- **To be done**
Look for "Where can you see the coupe" in the listing below, then copy exactly the line it appears in and all lines after it to the end, and nothing more.

▼

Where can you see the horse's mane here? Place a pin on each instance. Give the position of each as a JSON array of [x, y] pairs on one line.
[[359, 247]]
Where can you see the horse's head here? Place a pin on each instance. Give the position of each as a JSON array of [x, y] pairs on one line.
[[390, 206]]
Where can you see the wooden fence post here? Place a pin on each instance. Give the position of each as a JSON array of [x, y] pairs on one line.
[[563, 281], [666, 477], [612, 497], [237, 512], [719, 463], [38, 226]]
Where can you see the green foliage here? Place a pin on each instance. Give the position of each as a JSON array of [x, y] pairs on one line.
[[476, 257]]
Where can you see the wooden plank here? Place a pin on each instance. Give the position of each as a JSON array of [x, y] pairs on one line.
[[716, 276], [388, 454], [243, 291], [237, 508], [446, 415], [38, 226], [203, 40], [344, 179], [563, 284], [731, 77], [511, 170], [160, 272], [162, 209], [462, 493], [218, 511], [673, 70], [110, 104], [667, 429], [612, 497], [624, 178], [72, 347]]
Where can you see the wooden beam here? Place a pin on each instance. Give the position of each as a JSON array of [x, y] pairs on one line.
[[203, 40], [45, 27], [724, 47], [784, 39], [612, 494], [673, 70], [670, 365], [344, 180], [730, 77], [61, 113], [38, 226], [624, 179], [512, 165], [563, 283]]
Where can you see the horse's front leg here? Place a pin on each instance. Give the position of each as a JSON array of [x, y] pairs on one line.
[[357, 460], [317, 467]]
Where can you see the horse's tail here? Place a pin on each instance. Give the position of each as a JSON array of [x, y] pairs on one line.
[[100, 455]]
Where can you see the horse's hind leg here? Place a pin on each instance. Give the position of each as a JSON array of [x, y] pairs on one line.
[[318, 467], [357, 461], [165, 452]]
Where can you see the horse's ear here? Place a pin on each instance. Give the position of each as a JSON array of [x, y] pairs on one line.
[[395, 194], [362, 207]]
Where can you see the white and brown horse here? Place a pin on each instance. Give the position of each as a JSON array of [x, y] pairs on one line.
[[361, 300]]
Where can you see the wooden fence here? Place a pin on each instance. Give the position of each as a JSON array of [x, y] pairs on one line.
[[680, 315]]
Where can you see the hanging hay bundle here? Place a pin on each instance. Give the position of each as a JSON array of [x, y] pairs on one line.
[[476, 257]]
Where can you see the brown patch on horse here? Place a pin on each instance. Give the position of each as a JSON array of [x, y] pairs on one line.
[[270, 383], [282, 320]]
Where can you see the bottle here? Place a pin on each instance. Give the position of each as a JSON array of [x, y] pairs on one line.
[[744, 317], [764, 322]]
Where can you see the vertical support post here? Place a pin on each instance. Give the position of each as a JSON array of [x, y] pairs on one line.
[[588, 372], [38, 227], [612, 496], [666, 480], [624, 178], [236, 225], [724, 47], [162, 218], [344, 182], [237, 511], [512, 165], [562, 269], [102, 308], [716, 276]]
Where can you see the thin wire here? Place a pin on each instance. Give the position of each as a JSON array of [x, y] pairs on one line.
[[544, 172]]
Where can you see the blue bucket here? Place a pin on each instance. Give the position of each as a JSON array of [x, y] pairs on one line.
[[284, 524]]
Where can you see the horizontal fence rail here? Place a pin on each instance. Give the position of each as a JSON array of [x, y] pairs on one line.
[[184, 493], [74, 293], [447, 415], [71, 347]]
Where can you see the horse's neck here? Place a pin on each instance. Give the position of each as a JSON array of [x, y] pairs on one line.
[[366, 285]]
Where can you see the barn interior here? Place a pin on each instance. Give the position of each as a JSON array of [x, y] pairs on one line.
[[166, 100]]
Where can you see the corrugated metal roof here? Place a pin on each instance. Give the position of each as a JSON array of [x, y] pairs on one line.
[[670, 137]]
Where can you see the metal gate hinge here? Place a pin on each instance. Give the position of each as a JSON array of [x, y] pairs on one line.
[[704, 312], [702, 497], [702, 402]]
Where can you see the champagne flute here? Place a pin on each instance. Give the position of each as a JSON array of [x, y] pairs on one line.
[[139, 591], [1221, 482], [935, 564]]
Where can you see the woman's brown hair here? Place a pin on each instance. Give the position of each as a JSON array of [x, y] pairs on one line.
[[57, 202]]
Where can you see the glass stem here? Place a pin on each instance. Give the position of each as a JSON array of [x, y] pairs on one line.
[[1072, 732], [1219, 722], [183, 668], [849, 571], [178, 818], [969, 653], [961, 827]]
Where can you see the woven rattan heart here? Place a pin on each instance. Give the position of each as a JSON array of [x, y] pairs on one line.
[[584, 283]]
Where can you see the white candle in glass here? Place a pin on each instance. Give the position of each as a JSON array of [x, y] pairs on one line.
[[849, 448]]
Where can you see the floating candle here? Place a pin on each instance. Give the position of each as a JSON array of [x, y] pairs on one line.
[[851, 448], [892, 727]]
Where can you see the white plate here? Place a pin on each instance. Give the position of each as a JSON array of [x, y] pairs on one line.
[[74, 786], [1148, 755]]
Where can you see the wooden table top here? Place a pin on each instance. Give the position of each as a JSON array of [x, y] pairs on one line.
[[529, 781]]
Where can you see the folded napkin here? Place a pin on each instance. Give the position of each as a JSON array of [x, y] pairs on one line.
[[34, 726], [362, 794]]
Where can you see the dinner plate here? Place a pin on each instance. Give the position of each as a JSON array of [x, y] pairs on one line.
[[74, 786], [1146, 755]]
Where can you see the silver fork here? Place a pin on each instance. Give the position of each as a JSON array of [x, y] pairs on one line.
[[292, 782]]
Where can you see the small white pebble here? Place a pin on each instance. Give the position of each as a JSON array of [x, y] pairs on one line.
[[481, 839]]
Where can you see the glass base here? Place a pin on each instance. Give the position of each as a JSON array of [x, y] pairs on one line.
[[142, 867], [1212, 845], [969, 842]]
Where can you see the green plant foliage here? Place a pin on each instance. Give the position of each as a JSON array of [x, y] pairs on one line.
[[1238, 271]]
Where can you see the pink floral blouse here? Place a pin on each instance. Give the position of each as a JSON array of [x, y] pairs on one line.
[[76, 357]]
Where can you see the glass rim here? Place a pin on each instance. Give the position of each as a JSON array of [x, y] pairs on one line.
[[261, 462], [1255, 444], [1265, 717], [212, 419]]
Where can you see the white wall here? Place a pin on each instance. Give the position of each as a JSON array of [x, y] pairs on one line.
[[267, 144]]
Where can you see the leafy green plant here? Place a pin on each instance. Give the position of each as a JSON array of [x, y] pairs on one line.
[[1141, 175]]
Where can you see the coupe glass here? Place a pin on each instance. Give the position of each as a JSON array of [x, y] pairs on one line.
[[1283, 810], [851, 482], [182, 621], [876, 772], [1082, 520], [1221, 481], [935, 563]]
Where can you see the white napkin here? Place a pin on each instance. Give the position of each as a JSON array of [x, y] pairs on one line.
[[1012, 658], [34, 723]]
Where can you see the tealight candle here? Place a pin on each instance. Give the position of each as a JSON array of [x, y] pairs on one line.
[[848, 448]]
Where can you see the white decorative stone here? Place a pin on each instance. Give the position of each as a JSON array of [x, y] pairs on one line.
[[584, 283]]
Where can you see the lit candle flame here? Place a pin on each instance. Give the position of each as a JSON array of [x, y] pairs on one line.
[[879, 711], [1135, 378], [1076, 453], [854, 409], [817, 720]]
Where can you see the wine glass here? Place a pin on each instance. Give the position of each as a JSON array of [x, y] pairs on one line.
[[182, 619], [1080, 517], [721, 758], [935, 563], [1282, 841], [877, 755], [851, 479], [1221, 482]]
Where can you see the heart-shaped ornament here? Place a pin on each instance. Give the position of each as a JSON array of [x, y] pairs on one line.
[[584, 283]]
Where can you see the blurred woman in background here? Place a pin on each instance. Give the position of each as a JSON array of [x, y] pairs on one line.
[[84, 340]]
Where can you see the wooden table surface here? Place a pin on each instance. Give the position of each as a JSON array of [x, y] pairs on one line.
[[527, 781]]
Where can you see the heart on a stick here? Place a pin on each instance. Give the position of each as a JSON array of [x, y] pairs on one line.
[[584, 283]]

▲

- **Full output**
Where can you see the coupe glass here? Place a pin on each instance. Give the position of each as a JSON array of [x, y] pairs on one line.
[[1283, 810], [851, 482], [182, 621], [876, 772], [1082, 520], [1221, 481], [935, 563]]
Where can you see the white napkin here? Place a pin on each instance. Give the position of each as a JSON array of [x, y] pairs on one line.
[[1012, 658], [34, 723]]
Where can you see the tealight candle here? Place a pin on each instance. Give the position of each as a JSON array of [x, y] pairs on one line.
[[848, 448]]
Where can you see the white decorative stone here? Place a pin on each instance. Give the position of each as a JSON array of [x, y] pairs on one line.
[[584, 283]]
Where can you see the lit candle flame here? Place a pin on each instance. Give the position of each as a JSON array of [x, y] pairs on one line.
[[879, 711], [1135, 378], [1076, 453], [854, 409], [817, 720]]
Where can you see the wine glass here? Place a pin on each instance. Give the position of each as a JSON array of [x, y] pairs on one line.
[[182, 619], [1080, 517], [721, 758], [935, 563], [1282, 841], [877, 755], [851, 479], [1221, 482]]
Where can you see the heart-shaped ornament here? Place a pin on each instance. Give the position of each as a JSON array of [x, y] pairs on one line.
[[584, 283]]
Where can you see the blurred woman in background here? Place a pin on each instance. Give the position of each as a JSON array of [x, y] pairs on one line.
[[84, 340]]
Where can you see the wooden table surface here? Place a pin on each instance. Give the position of each as a JSON array of [x, y] pairs on one line.
[[527, 781]]
Where can you see the heart on a stick here? Place a pin on each instance. Give the position of each as a JSON array of [x, y] pairs on one line.
[[584, 283]]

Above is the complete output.